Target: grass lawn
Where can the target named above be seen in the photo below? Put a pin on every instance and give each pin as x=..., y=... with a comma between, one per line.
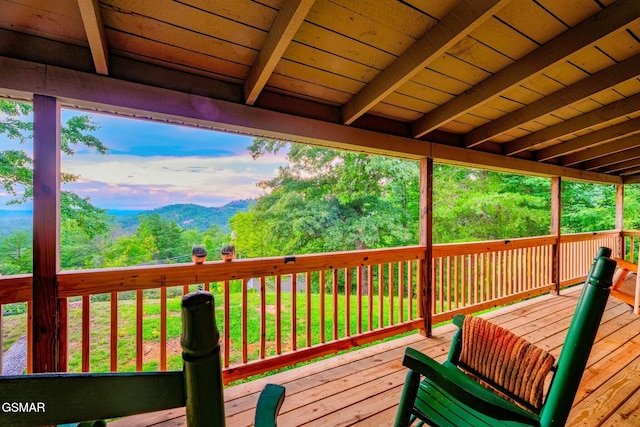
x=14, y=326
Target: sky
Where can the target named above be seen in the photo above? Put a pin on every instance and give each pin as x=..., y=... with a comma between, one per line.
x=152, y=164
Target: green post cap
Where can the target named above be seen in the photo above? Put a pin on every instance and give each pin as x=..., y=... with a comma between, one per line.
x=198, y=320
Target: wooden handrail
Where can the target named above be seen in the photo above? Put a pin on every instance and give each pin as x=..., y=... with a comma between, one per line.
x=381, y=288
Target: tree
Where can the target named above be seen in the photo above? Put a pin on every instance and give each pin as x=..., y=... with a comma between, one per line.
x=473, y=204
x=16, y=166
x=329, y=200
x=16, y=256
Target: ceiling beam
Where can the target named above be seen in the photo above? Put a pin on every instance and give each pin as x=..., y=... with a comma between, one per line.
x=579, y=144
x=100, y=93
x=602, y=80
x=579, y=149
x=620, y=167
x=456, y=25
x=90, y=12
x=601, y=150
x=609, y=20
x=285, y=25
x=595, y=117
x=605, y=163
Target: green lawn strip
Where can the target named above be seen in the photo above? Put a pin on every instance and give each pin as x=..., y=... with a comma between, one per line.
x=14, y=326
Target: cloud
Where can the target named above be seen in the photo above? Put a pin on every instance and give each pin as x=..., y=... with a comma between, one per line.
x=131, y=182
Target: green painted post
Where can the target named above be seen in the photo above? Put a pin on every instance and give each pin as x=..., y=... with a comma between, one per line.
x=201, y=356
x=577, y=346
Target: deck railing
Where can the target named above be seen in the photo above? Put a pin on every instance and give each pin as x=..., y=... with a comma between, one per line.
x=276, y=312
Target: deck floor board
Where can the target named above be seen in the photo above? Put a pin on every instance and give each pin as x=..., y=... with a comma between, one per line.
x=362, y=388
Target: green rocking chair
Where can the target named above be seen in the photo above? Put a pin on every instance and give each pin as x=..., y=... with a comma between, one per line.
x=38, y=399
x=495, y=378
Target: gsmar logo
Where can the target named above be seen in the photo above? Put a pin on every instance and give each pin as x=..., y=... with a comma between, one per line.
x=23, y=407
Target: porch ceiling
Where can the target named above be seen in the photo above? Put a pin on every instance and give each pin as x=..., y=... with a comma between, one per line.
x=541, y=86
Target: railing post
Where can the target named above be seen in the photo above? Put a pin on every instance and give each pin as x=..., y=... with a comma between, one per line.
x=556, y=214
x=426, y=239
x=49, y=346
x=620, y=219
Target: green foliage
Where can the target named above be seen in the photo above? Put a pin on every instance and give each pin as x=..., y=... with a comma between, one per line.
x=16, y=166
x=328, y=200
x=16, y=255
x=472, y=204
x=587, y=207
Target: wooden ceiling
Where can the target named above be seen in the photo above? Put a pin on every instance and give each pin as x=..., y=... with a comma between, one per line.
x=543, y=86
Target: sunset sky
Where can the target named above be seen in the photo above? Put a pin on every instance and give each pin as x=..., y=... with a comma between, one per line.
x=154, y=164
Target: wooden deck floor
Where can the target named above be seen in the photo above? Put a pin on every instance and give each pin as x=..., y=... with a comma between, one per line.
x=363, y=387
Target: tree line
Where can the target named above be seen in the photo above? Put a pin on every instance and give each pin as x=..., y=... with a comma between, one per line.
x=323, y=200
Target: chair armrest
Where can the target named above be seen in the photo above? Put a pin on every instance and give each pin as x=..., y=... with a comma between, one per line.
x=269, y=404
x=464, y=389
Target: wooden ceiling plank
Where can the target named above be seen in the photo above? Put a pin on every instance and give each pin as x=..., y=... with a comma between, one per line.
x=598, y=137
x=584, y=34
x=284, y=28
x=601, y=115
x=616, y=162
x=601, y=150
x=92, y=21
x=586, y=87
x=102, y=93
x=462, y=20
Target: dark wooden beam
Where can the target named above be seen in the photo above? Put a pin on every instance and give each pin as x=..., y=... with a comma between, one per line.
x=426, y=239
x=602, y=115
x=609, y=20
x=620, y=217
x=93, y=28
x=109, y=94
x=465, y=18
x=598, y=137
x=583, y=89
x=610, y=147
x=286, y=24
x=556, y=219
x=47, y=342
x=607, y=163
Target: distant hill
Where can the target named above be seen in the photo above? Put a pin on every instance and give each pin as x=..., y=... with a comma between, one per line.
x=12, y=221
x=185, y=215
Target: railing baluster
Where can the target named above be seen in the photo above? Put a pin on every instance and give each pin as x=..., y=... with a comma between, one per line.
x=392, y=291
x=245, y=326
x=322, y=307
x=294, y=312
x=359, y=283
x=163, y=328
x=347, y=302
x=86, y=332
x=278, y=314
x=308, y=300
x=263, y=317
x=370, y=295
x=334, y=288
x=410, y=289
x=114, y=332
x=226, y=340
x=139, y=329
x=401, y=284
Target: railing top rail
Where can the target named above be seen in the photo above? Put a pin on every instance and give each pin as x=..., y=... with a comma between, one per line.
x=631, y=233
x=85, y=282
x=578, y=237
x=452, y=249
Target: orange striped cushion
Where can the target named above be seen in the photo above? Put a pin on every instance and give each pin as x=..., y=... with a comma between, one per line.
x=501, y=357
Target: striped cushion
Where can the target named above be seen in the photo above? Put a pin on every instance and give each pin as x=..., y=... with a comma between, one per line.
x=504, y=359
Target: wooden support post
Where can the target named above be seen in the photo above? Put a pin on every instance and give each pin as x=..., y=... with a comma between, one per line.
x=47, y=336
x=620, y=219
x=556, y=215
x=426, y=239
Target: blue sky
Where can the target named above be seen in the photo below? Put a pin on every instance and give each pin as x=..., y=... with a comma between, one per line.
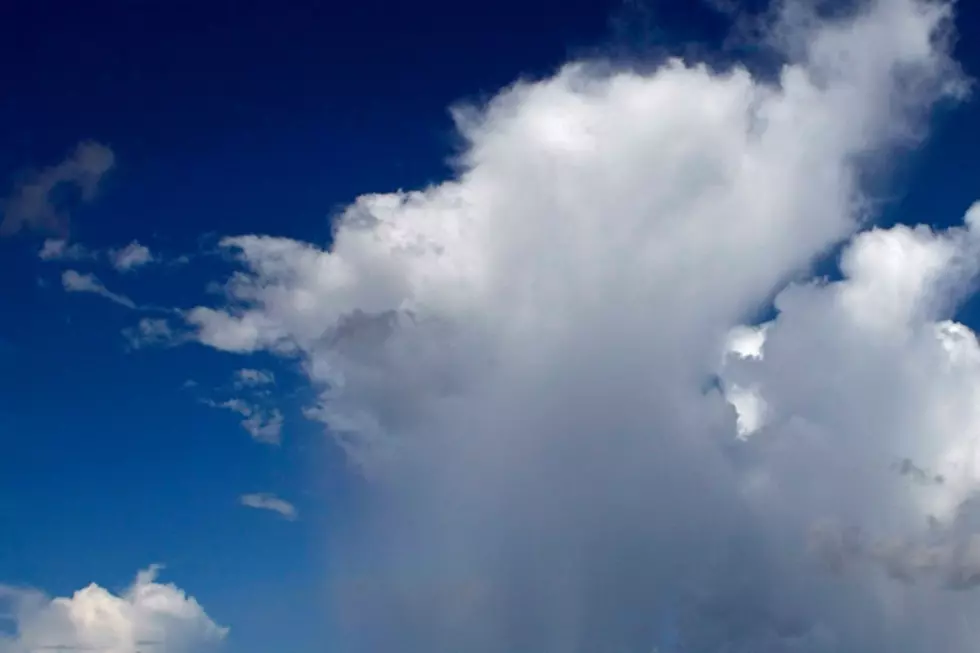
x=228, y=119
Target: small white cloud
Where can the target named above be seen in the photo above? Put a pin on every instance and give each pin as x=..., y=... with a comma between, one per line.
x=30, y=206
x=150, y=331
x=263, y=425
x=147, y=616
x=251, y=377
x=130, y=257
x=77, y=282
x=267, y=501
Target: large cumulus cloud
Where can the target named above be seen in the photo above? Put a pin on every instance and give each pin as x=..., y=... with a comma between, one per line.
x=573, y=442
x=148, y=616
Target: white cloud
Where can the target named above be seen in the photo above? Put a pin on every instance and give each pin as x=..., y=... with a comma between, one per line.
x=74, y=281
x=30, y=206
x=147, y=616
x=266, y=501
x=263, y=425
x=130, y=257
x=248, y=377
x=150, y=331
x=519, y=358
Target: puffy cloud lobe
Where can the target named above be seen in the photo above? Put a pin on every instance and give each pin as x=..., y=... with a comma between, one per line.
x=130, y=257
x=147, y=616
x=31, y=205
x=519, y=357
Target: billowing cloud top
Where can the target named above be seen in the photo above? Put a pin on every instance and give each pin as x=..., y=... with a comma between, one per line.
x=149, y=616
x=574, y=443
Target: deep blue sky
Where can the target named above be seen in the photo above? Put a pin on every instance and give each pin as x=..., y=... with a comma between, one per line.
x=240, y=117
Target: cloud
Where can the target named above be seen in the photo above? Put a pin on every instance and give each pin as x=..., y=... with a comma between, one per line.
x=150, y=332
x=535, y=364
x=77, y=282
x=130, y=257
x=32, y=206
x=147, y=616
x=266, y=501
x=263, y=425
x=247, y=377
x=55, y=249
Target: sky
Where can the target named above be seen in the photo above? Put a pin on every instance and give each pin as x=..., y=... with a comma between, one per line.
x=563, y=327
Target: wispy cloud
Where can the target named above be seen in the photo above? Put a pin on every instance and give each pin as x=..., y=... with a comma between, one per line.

■ ■ ■ ■ ■

ACTION ITEM —
Verbatim copy without images: write the records above out in full.

RESPONSE —
Target: grass lawn
Where can the target named above be seen in the photo below? Put a pin on every instance and give each pin as x=..., y=... with a comma between, one per line.
x=14, y=326
Target: sky
Where can the target named above be seen in the photo above? Put a pin on every instance and give each pin as x=..., y=... with a comma between, one per line.
x=152, y=164
Target: green post cap
Where can the target named above be seen in the photo above? Put a pin on every instance and give each pin as x=..., y=... with a comma between, one per line.
x=198, y=320
Target: wooden handrail
Where can the target named above be seen in the photo above? Put a pin on every instance and give each pin as x=..., y=... with a comma between, one per line.
x=381, y=288
Target: tree
Where can the target named above be seen in the photo above? Put a pin on every instance and give each pin as x=..., y=... with a comma between, one per line.
x=473, y=204
x=16, y=166
x=329, y=200
x=16, y=256
Target: ceiling beam
Where can the target named above be seen in the photo above? Put a pin on every instance and give each pin as x=..., y=... with a comma between, one per line.
x=579, y=144
x=100, y=93
x=602, y=80
x=579, y=149
x=620, y=167
x=456, y=25
x=90, y=12
x=601, y=150
x=609, y=20
x=285, y=25
x=595, y=117
x=605, y=163
Target: green lawn strip
Where can the target named above be seen in the photo above? Put a pin on every instance and give each pin as x=..., y=... with a comma between, one per line.
x=14, y=326
Target: cloud
Where can the target named above be seen in the photo above? Put a pin on every instance and give each pin as x=..., y=... with a comma between, one per line.
x=131, y=182
Target: green painted post
Where can the target named above be seen in the photo above? Put a pin on every instance and give each pin as x=..., y=... with a comma between, one per line.
x=201, y=356
x=577, y=346
Target: deck railing
Where can the target named above be seen in the photo above? Put a pin on every instance and give each pin as x=..., y=... with a comma between, one per line.
x=276, y=312
Target: deck floor board
Where can the target named above be seen in the photo above? Put a pin on every instance and give each pin as x=..., y=... with a comma between, one per line.
x=362, y=388
Target: green rocking chair
Where can the target named above be seen in the photo above? Put a pin on every instance and give each pin as x=..., y=... with a comma between, one per line.
x=38, y=399
x=495, y=378
Target: gsmar logo
Where can the target named above be seen in the photo above? Put a pin on every instance and give each pin as x=..., y=... with a comma between, one per line.
x=23, y=407
Target: porch ceiling
Where can the target named above be seen in the photo above? Put a pin on every instance and give each pin as x=..., y=... with a comma between, one per line.
x=541, y=86
Target: railing post
Where can the target named above be seen in the photo above? Put a pin on every instance and give each pin as x=..., y=... with a comma between, one per line.
x=556, y=214
x=426, y=239
x=49, y=346
x=620, y=219
Target: green foliage
Where can the target named above be seen in the photo above? Put a pin on every instance and give each pin as x=..., y=... with a comma between, one per line.
x=16, y=166
x=328, y=200
x=16, y=255
x=472, y=204
x=587, y=207
Target: wooden ceiling
Where can the target named above be seen in the photo above? Put a pin on every instance and give each pin as x=..., y=... with a comma between, one per line.
x=543, y=86
Target: sunset sky
Where can the target named above be seen in the photo above? Put a pin on every instance and give each pin as x=..., y=... with a comma between, one per line.
x=154, y=164
Target: wooden deck floor
Where can the target named above be seen in the photo above? Put a pin on every instance and give each pin as x=..., y=... with a comma between, one per line.
x=363, y=387
Target: tree line
Where can the target named above be seen in the photo above? Put a pin on every instance and give each pin as x=..., y=... with a comma between, one per line.
x=323, y=200
Target: chair armrest
Where can the target named above be seen in the photo above? Put a pin on every instance and give each pin as x=..., y=... with a comma between, one per line.
x=269, y=404
x=464, y=389
Target: wooden ceiling plank
Where can the target named above be seen in the photo above? Put a pin on every instance and give each pin as x=..., y=... with a comma between, one per line.
x=598, y=137
x=584, y=34
x=284, y=28
x=601, y=115
x=616, y=162
x=601, y=150
x=92, y=21
x=586, y=87
x=102, y=93
x=462, y=20
Target: dark wooden beam
Where can the target named above be seen in the photo above? Put a pin on every instance and give each pin as x=..., y=... with a comma between, one per line.
x=426, y=239
x=602, y=115
x=609, y=20
x=620, y=217
x=93, y=28
x=109, y=94
x=465, y=18
x=598, y=137
x=583, y=89
x=610, y=147
x=286, y=24
x=556, y=219
x=47, y=342
x=607, y=163
Target: distant hill
Where can the target named above be seen in the photo above? Put a pin on every instance and give each pin as x=..., y=... with a comma between, one per line.
x=12, y=221
x=185, y=215
Target: railing baluster
Where can the target named above be seen in the photo above? Put a pin on every instance and give each pin as x=..., y=... with a comma between, one per line.
x=392, y=291
x=245, y=326
x=322, y=307
x=294, y=312
x=359, y=283
x=163, y=328
x=347, y=302
x=86, y=332
x=278, y=314
x=308, y=300
x=263, y=317
x=370, y=295
x=334, y=288
x=410, y=289
x=114, y=332
x=226, y=340
x=139, y=329
x=401, y=284
Target: railing top rail
Where can the target named above be seen in the photo above? Put a pin on every instance and give each pin as x=..., y=... with a comma between, one per line.
x=631, y=233
x=85, y=282
x=578, y=237
x=452, y=249
Target: orange striped cushion
Where can the target named above be seen in the photo above? Put a pin on every instance and give each pin as x=..., y=... with a comma between, one per line.
x=501, y=357
Target: striped cushion
Where can the target named above be seen in the photo above? Put a pin on every instance and give each pin as x=..., y=... with a comma between, one per line.
x=504, y=359
Target: wooden support post
Where can the target named above be seen in the photo above? Put a pin on every instance and give each pin as x=..., y=... with a comma between, one per line.
x=47, y=336
x=620, y=219
x=556, y=215
x=426, y=239
Target: blue sky
Where can the target named above be seen in the photo below? Put a pin on every instance and give each pin as x=..., y=... with a comma between, one per line.
x=228, y=119
Target: small white cloud
Where can the target named above be seen in the photo above? Put a pin on every instance and give each pin as x=..., y=... with a comma between, one per line.
x=30, y=206
x=150, y=331
x=263, y=425
x=147, y=616
x=251, y=377
x=130, y=257
x=77, y=282
x=267, y=501
Target: large cumulus cloud
Where can the target named above be seen in the photo above? Put a pin on every instance and give each pin as x=..., y=... with a comma between, one per line.
x=573, y=442
x=148, y=616
Target: white cloud
Where can the target named above be seen in the photo above? Put a pin on every instance and give each pin as x=..., y=... with a comma between, one per line.
x=74, y=281
x=30, y=206
x=147, y=616
x=266, y=501
x=263, y=425
x=130, y=257
x=248, y=377
x=150, y=331
x=519, y=358
Target: puffy cloud lobe
Where can the target named above be seen in the photo above? Put a pin on every instance and give each pin as x=..., y=... with a comma between, one per line.
x=130, y=257
x=147, y=616
x=31, y=205
x=519, y=357
Target: billowing cloud top
Where can the target named above be seen in the photo above? Put a pin on every instance and give each pin as x=..., y=... with a comma between, one per line.
x=149, y=616
x=574, y=443
Target: deep blue sky
Where can the target named above be seen in the photo above? Put a pin on every instance and give each pin as x=..., y=... with a comma between, one per line.
x=240, y=117
Target: cloud
Where can the target named above be seen in the photo above? Put a pin on every instance and give each pin as x=..., y=... with a comma between, one per line.
x=150, y=332
x=535, y=364
x=77, y=282
x=130, y=257
x=32, y=206
x=147, y=616
x=266, y=501
x=263, y=425
x=247, y=377
x=55, y=249
Target: sky
Where can the target named above be seen in the photo above? Put a pin on every instance and give each pin as x=..., y=... with a comma between, one per line.
x=563, y=327
Target: wispy cloud
Where can the target named above be seen in the photo above? Put a pin on every instance and give each pin as x=..., y=... with a comma between, one per line.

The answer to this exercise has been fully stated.